» **WHAT THIS TASK INVOLVES**
Pull out every line of the data below that contains the word "forest", and copy each one in full.
------------------------------
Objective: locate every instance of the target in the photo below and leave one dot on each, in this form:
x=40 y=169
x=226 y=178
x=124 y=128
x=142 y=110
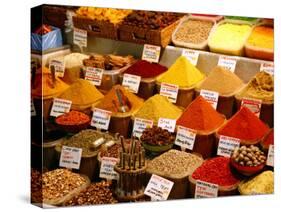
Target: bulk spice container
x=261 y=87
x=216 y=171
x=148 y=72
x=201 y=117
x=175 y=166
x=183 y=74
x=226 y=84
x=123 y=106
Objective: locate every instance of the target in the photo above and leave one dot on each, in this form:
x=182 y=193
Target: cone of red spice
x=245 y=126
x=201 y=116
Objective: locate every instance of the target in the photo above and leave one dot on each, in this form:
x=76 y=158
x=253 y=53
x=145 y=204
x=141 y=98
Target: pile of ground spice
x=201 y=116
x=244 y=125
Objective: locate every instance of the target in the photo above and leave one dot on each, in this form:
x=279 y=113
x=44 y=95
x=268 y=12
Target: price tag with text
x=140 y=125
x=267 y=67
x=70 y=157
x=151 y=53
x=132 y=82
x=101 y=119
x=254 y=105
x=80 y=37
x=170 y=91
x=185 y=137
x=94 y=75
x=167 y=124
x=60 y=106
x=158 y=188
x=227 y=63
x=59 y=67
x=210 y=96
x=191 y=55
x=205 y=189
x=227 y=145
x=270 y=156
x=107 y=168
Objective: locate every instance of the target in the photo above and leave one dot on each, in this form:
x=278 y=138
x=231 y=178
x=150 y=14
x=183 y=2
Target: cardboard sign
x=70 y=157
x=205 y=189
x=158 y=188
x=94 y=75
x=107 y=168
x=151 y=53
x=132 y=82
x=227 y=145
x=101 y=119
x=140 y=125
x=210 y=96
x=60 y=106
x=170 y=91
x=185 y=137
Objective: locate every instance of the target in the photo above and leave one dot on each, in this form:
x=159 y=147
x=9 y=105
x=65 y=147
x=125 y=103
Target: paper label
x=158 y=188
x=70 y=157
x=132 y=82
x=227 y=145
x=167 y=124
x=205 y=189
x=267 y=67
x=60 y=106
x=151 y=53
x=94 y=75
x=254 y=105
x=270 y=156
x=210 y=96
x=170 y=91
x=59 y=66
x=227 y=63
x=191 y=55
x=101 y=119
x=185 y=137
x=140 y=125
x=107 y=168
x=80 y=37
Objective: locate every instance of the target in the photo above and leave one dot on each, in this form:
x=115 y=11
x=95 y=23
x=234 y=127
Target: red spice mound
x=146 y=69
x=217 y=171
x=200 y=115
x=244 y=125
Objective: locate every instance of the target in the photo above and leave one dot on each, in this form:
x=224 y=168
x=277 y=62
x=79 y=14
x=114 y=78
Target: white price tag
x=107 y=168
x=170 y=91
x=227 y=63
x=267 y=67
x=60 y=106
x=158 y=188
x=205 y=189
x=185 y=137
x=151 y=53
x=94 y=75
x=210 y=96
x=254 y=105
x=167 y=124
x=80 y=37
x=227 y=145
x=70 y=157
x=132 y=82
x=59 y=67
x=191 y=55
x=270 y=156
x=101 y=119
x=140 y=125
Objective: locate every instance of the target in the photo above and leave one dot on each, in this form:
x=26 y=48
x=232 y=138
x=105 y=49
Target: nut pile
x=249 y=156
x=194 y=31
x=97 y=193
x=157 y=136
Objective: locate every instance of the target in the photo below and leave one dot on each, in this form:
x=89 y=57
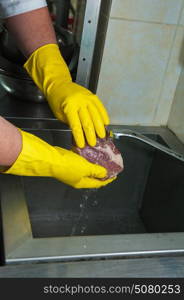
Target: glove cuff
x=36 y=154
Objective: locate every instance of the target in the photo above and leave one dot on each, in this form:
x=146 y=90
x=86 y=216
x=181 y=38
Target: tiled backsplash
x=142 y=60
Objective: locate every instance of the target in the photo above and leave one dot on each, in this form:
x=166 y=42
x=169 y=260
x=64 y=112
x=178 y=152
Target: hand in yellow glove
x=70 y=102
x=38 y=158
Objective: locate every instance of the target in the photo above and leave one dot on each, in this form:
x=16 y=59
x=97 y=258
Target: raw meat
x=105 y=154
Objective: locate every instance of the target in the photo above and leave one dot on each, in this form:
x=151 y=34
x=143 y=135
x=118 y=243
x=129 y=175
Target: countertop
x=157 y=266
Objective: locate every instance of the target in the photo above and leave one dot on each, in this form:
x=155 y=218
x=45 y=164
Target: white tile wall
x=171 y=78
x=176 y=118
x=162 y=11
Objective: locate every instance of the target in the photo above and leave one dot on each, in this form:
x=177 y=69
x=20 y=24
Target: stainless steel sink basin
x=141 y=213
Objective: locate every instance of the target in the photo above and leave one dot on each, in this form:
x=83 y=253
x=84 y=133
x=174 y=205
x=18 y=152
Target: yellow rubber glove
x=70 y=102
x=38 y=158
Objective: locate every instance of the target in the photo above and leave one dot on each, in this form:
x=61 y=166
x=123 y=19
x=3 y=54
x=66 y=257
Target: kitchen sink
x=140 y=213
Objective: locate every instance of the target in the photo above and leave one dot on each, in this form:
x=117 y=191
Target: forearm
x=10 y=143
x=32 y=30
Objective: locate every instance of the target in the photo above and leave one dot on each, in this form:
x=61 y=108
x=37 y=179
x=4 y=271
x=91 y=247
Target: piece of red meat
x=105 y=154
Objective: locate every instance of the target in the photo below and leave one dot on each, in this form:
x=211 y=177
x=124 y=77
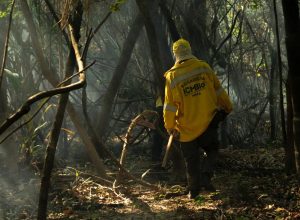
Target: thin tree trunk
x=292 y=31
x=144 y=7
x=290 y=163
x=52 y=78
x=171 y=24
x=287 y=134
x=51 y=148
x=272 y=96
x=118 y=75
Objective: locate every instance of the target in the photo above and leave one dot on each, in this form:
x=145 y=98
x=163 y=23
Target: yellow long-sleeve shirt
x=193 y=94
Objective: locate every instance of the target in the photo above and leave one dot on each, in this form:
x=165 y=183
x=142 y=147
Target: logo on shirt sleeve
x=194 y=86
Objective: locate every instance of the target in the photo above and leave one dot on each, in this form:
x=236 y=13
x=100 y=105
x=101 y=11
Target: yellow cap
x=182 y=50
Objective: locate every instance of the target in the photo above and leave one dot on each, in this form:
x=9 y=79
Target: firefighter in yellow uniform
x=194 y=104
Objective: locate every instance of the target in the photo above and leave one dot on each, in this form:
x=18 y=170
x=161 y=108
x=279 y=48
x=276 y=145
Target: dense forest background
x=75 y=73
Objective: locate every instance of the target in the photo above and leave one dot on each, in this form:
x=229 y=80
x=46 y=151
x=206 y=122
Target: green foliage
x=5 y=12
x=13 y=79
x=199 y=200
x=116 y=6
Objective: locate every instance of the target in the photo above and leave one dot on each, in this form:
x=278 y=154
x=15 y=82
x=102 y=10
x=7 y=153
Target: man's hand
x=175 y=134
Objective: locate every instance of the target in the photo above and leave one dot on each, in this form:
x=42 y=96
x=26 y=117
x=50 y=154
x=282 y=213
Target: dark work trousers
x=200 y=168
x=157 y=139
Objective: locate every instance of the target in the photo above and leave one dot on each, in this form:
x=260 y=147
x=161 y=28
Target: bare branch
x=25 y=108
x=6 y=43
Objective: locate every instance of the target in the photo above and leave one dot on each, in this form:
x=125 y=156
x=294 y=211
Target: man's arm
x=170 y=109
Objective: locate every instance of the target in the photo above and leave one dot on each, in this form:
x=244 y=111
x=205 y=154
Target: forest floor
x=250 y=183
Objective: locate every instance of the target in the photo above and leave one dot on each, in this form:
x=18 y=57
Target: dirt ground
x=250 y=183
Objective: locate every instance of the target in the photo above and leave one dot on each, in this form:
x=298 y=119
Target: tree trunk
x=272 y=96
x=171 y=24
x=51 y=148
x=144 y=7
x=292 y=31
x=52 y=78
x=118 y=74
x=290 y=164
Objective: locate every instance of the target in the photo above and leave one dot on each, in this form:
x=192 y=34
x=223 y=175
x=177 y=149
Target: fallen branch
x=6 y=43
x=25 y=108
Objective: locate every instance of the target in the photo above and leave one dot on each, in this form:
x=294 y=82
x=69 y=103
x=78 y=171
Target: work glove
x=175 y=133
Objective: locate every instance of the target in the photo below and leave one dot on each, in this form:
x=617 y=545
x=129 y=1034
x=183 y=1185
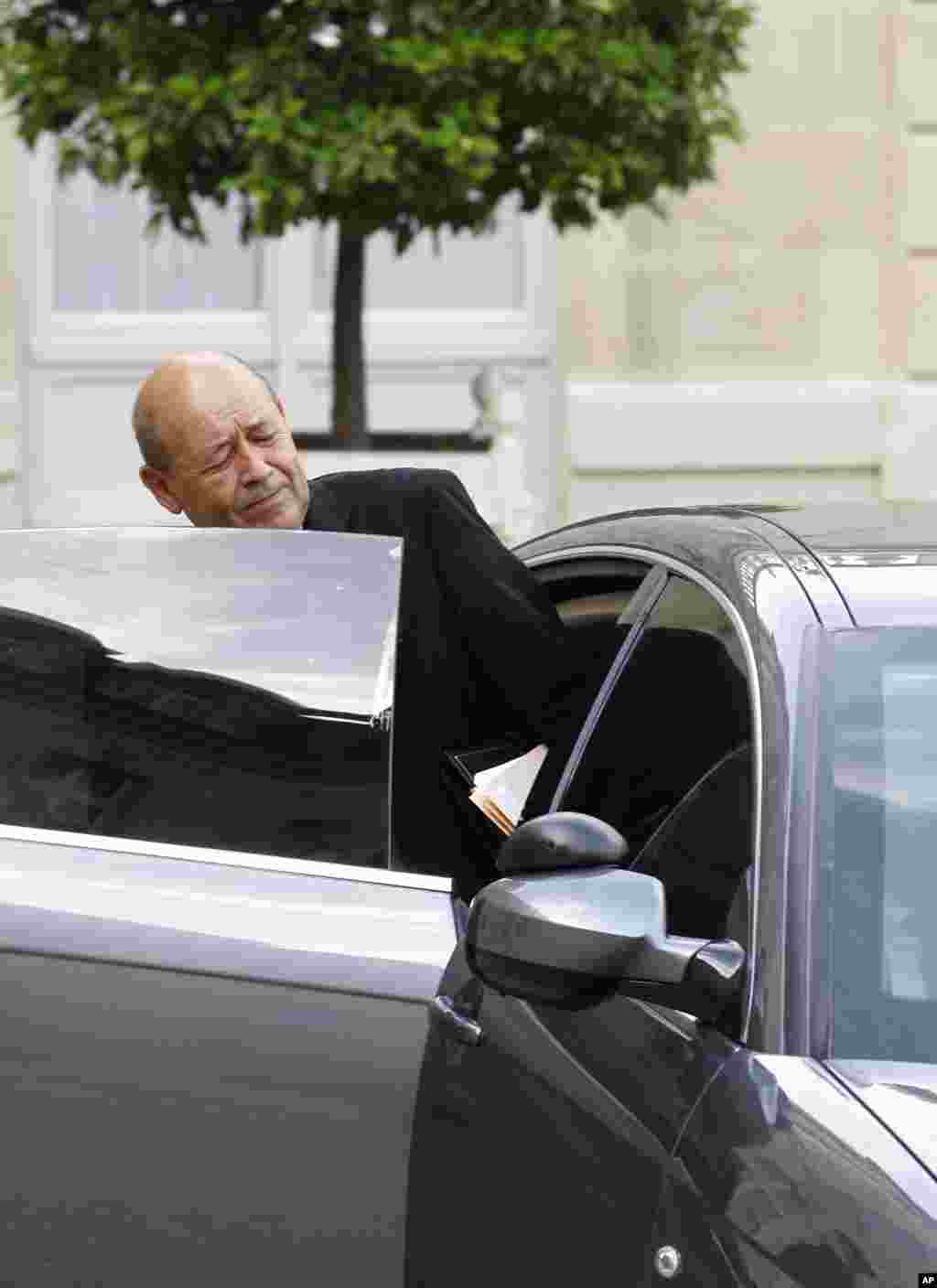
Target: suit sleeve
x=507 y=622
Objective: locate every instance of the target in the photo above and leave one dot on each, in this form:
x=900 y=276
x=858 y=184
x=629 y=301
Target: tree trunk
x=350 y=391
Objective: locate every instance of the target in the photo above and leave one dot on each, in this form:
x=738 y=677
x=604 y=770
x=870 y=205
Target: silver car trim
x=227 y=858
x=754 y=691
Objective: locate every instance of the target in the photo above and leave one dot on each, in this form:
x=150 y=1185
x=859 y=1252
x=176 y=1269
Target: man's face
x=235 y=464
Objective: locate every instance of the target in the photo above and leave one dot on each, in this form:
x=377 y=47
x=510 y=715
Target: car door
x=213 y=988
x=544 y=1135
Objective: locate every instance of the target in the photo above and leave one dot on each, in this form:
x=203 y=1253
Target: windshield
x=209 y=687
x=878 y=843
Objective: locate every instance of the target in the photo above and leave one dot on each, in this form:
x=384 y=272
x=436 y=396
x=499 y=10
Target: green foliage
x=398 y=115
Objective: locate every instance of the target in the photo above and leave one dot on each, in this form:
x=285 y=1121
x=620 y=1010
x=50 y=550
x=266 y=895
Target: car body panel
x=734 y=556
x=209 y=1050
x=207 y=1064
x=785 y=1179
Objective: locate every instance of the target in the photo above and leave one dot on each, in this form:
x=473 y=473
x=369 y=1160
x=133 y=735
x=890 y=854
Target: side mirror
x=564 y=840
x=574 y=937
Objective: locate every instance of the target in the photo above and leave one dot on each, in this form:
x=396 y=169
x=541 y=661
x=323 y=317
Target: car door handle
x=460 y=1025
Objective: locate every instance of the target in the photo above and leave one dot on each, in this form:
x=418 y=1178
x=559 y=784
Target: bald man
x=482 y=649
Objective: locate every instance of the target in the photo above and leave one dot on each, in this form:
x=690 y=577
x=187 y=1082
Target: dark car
------------------------------
» **TASK SOLUTION**
Target: dense forest background
Target: forest floor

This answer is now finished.